* begin EXTRACTED DATA *

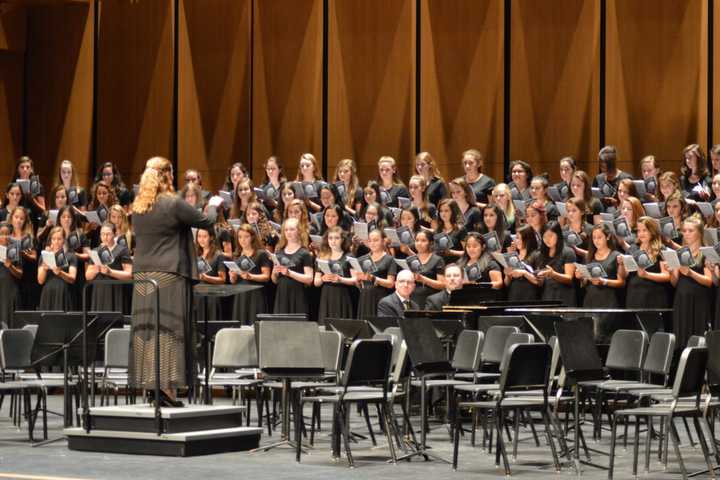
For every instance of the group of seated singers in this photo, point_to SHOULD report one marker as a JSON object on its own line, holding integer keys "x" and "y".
{"x": 338, "y": 249}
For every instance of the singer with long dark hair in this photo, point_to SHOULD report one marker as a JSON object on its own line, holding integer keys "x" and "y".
{"x": 165, "y": 253}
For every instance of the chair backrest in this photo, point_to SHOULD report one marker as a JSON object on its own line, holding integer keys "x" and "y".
{"x": 514, "y": 339}
{"x": 556, "y": 364}
{"x": 331, "y": 343}
{"x": 235, "y": 348}
{"x": 660, "y": 352}
{"x": 16, "y": 349}
{"x": 713, "y": 346}
{"x": 117, "y": 348}
{"x": 395, "y": 331}
{"x": 627, "y": 350}
{"x": 399, "y": 370}
{"x": 467, "y": 351}
{"x": 32, "y": 328}
{"x": 368, "y": 363}
{"x": 495, "y": 342}
{"x": 690, "y": 375}
{"x": 528, "y": 366}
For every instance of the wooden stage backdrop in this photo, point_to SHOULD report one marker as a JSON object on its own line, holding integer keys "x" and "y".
{"x": 212, "y": 82}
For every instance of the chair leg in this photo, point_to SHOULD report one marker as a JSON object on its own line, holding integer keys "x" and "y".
{"x": 500, "y": 442}
{"x": 344, "y": 417}
{"x": 636, "y": 444}
{"x": 516, "y": 432}
{"x": 456, "y": 438}
{"x": 672, "y": 432}
{"x": 613, "y": 438}
{"x": 551, "y": 442}
{"x": 366, "y": 415}
{"x": 388, "y": 435}
{"x": 687, "y": 430}
{"x": 530, "y": 422}
{"x": 704, "y": 447}
{"x": 298, "y": 435}
{"x": 648, "y": 442}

* end EXTRACTED DATA *

> YOUR GOAL: Convert each line of the entries above into a JSON list of strings, one string per line, with blank lines and the picture left out.

> TASK OUTPUT:
[
  "For every instance of the group of seated singers in this photo, point_to SHOULD report one marker as a JSON object on its own line, holding integer keys \"x\" and \"y\".",
  "{\"x\": 338, \"y\": 249}",
  "For every instance of the singer with long dark hair in this photo, point_to SHOULD report one marker as a JSON object on its own line, holding integer keys \"x\" and \"y\".",
  "{\"x\": 165, \"y\": 253}",
  "For every instance of the chair backrest in this photo, point_to SHOULD report one marker as a JSON object on its own line, holding integer keys \"x\" and \"y\".",
  "{\"x\": 514, \"y\": 339}",
  "{\"x\": 556, \"y\": 364}",
  "{\"x\": 331, \"y\": 343}",
  "{\"x\": 235, \"y\": 348}",
  "{\"x\": 660, \"y\": 352}",
  "{\"x\": 16, \"y\": 349}",
  "{\"x\": 713, \"y\": 346}",
  "{\"x\": 117, \"y\": 348}",
  "{\"x\": 395, \"y\": 331}",
  "{\"x\": 627, \"y\": 350}",
  "{\"x\": 399, \"y\": 370}",
  "{\"x\": 467, \"y\": 351}",
  "{\"x\": 32, \"y\": 328}",
  "{\"x\": 368, \"y\": 363}",
  "{\"x\": 495, \"y\": 342}",
  "{\"x\": 690, \"y\": 375}",
  "{\"x\": 528, \"y\": 366}",
  "For every instance of the wooden stage backdrop in this photo, point_to SHOULD report one marker as a JSON object on its own line, holding integer keys \"x\" and \"y\".",
  "{\"x\": 212, \"y\": 82}",
  "For every instance of the chair leg in this photo, point_to SHOULD report one marker as a JSON object on its own line, holding integer keys \"x\" and \"y\".",
  "{\"x\": 500, \"y\": 442}",
  "{\"x\": 344, \"y\": 417}",
  "{\"x\": 636, \"y\": 444}",
  "{\"x\": 516, \"y\": 432}",
  "{\"x\": 456, \"y\": 438}",
  "{\"x\": 672, \"y\": 432}",
  "{\"x\": 613, \"y\": 438}",
  "{\"x\": 551, \"y\": 442}",
  "{\"x\": 366, \"y\": 415}",
  "{\"x\": 388, \"y\": 435}",
  "{\"x\": 687, \"y\": 430}",
  "{\"x\": 530, \"y\": 422}",
  "{\"x\": 704, \"y\": 447}",
  "{\"x\": 298, \"y\": 435}",
  "{\"x\": 648, \"y\": 442}"
]